[Material provided]

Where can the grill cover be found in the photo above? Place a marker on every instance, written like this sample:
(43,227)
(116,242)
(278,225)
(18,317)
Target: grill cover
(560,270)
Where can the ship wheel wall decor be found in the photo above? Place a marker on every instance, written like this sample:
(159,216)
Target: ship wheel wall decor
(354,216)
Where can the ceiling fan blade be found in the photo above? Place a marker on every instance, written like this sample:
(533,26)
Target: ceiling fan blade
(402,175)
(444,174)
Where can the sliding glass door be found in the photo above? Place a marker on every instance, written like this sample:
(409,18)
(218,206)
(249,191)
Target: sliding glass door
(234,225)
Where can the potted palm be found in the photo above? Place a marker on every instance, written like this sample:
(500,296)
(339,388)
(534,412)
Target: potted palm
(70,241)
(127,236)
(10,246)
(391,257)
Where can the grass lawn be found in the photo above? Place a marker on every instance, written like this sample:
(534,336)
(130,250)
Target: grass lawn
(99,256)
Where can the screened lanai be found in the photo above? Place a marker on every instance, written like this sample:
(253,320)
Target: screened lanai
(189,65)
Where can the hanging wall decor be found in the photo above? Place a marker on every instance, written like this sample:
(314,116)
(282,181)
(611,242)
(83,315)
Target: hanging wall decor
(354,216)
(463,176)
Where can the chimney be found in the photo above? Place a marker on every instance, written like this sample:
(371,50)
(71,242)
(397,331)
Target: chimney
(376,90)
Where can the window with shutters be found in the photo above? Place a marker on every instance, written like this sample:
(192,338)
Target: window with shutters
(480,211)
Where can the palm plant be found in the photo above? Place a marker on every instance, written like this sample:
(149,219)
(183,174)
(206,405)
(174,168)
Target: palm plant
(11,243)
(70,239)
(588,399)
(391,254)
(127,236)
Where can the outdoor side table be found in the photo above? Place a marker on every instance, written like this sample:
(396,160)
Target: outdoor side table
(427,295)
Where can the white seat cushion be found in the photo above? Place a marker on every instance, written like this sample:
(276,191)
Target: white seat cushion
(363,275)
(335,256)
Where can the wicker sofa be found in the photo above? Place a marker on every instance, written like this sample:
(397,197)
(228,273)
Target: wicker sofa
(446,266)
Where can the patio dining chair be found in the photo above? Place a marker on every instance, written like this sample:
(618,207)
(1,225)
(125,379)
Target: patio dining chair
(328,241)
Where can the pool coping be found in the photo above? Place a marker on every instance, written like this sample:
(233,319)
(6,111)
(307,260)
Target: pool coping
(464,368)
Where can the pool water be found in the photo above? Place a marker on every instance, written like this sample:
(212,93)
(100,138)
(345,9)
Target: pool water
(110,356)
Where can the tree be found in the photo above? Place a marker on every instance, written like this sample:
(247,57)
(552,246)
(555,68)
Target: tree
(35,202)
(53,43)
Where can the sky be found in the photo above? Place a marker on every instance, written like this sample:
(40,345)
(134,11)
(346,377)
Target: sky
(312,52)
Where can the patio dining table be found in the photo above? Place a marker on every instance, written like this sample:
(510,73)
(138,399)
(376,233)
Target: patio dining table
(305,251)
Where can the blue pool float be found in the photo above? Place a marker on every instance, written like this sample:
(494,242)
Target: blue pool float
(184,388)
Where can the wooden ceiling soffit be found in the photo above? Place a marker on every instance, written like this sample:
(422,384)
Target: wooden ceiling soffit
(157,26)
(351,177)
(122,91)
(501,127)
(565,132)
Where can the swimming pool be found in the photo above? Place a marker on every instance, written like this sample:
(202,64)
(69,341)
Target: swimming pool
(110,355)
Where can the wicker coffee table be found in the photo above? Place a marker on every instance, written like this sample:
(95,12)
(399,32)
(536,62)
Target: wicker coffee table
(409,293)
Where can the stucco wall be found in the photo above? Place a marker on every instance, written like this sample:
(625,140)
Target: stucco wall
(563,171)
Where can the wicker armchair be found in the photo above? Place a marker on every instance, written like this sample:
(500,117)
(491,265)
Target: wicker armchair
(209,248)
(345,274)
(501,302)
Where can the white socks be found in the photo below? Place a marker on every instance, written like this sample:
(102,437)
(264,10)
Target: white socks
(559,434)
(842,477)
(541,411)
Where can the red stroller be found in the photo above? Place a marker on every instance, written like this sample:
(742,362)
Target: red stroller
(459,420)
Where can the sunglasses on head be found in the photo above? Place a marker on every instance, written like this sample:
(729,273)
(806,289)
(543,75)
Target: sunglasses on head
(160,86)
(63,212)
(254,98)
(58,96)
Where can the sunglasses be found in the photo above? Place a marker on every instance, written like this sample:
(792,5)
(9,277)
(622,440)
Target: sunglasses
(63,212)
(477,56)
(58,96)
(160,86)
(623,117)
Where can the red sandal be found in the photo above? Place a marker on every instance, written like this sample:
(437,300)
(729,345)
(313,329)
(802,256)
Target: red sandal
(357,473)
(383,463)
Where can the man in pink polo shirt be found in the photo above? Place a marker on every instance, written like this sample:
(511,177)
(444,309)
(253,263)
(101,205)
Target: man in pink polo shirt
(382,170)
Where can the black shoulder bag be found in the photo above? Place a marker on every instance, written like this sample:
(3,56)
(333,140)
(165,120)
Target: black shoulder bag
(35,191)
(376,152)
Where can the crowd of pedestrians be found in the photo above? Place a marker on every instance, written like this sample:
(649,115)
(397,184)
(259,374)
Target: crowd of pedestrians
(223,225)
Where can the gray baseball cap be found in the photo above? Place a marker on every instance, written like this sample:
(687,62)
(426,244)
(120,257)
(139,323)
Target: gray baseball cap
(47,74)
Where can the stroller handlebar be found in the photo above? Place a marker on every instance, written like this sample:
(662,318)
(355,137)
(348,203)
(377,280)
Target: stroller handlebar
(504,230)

[/Material provided]

(Task details): Transcribe the records. Keep every word exactly as it stands.

(Exercise response):
Where can the grill cover be found in the photo above? Place a marker on every instance, written like this sample:
(43,227)
(116,242)
(278,225)
(18,317)
Target: grill cover
(560,270)
Where can the ship wheel wall decor be found in the photo above? Place a marker on every instance, written like this sample:
(159,216)
Target: ship wheel wall decor
(354,216)
Where can the ceiling fan blade be found in the photo above? Place a marker on every instance, written like this sample:
(533,26)
Target: ceiling fan blade
(402,175)
(444,174)
Where can the sliding glass door be found in the photo above? Place a marker on every instance, written like this sample:
(409,18)
(218,206)
(249,191)
Target: sliding glass door
(234,225)
Where can the potted palm be found in the photo above? Place a marker on every instance, written like this sample:
(500,296)
(339,388)
(534,412)
Target: potted palm
(70,241)
(127,236)
(10,246)
(391,257)
Where can the grass lawn be found in the photo above? Place a marker on every instance, written like this sample:
(534,336)
(130,250)
Target: grass lawn
(99,256)
Where can the screened lanai be found in the photo above? Place a marker on every instance, written like this sample:
(253,320)
Target: screened lanai
(189,65)
Where can the hanging wall decor be found in the photo above? Place a marker on every instance, written like this sample:
(314,116)
(282,181)
(611,242)
(83,315)
Target: hanging wall decor
(354,216)
(463,176)
Where can the chimney be found in the photo above? Place a marker on every instance, written like this sample:
(371,50)
(71,242)
(397,331)
Target: chimney
(376,90)
Where can the window with shutters be found in the photo above? Place a marker on every instance, written like this sample:
(192,338)
Target: window with shutters
(480,211)
Where can the palm plant be found in the photo above? Place a marker on every instance, written like this sample:
(149,219)
(183,174)
(206,405)
(174,168)
Target: palm plant
(11,243)
(70,239)
(588,399)
(391,254)
(127,236)
Where can the outdoor side table be found in the photo above? Place a marker on every instance, written like this sample:
(396,160)
Target: outdoor side table
(427,295)
Where can the white seat cushion be found in the photo above? Place a marker on every instance, written like this sample:
(276,191)
Target: white seat cushion
(363,275)
(335,256)
Where can the wicker sofa be found in the photo above? Place a marker on every instance, written like this sample:
(397,197)
(228,273)
Target: wicker sofa
(446,266)
Where can the patio dining chair be found in the photo above? Place a marker on every instance, written like this sample:
(618,207)
(1,225)
(125,379)
Target: patio dining chair
(328,241)
Where can the pool coping be found in the photo above? Place a marker on every instance, written like this sample:
(233,319)
(6,111)
(307,260)
Target: pool coping
(464,368)
Where can the pool water be found in the photo above? Place a marker on every instance, written like this sample:
(212,93)
(100,138)
(345,9)
Target: pool water
(110,356)
Where can the tree be found in the photo above? Place a marker on every instance, written like this sample:
(247,57)
(552,246)
(555,68)
Target: tree
(35,202)
(53,43)
Where can the sky be found in the photo above? Place a marker on every instance, written like this sample:
(40,345)
(134,11)
(346,377)
Target: sky
(312,52)
Where can the patio dining table be found in the photo above? Place a marker on every instance, written like this sample:
(510,73)
(138,399)
(376,233)
Target: patio dining table
(305,251)
Where can the blue pool float be found in the photo above? Place a marker on every instance, written like this sample:
(494,242)
Target: blue pool float
(184,388)
Where can the wooden ceiling soffit be found in the photo above? Place a marker on every instance, written like this sample:
(422,384)
Target: wooden ceiling soffit
(157,26)
(351,177)
(122,91)
(501,127)
(565,132)
Where can the swimming pool be found in the photo above? Place a marker on every instance, written like this sample:
(202,64)
(69,341)
Target: swimming pool
(110,355)
Where can the wicker coffee table be found in the photo above? Place a marker on every instance, written like this sample:
(95,12)
(399,32)
(536,62)
Target: wicker coffee table
(409,293)
Where can the stucco wall be found in the photo above? Place a marker on every instance, written like this sample:
(625,140)
Target: stucco wall
(563,171)
Where can the wicker armchair be found in the photo above? Place a marker on every instance, written like this sample:
(500,117)
(491,265)
Target: wicker armchair
(209,248)
(345,274)
(501,302)
Where can the white socks be found in the photo below? Place a marker on every instance, written like this sample:
(102,437)
(264,10)
Target: white socks
(559,434)
(842,477)
(541,411)
Where can the red stroller be found in the photo above? Place a marker on every instance, written like this sample:
(742,362)
Target: red stroller
(459,420)
Where can the sunglasses on head be found in the photo above? Place a marker on every instance, written like this sample:
(729,273)
(806,289)
(543,75)
Target: sunglasses on head
(160,86)
(63,212)
(254,98)
(58,96)
Where can the sunglasses be found in the photo above? Place a marker on every instance, written like this sample:
(792,5)
(9,277)
(622,440)
Target: sunglasses
(63,212)
(477,56)
(58,96)
(160,86)
(623,117)
Where can the red sandal be found in the photo above? Place a marker on every instance, written like this sample:
(437,300)
(729,345)
(313,329)
(802,256)
Target: red sandal
(357,473)
(383,463)
Where can the man in pink polo shirt be found in the photo above? Place a marker on every instance, written like this sample:
(511,177)
(444,309)
(253,263)
(101,205)
Target: man in pink polo shirt
(382,170)
Where can the black shoulder bag be found in the photo above? Place a marker on every instance, written like this sample:
(3,56)
(333,140)
(165,120)
Target: black shoulder bag
(35,191)
(376,152)
Where can the crowd of pedestrians be found in the photo above? Place a marker on every instance, written like this sample:
(649,115)
(397,184)
(259,374)
Target: crowd of pedestrians
(223,225)
Where can the gray baseball cap be found in the photo above? Place a marker on every instance, written like this sample:
(687,62)
(426,244)
(120,257)
(139,323)
Target: gray baseball cap
(47,74)
Where can the stroller handlebar be found in the photo above? Place a marker on every instance, written like this sample:
(662,318)
(355,137)
(348,203)
(377,280)
Target: stroller handlebar
(504,230)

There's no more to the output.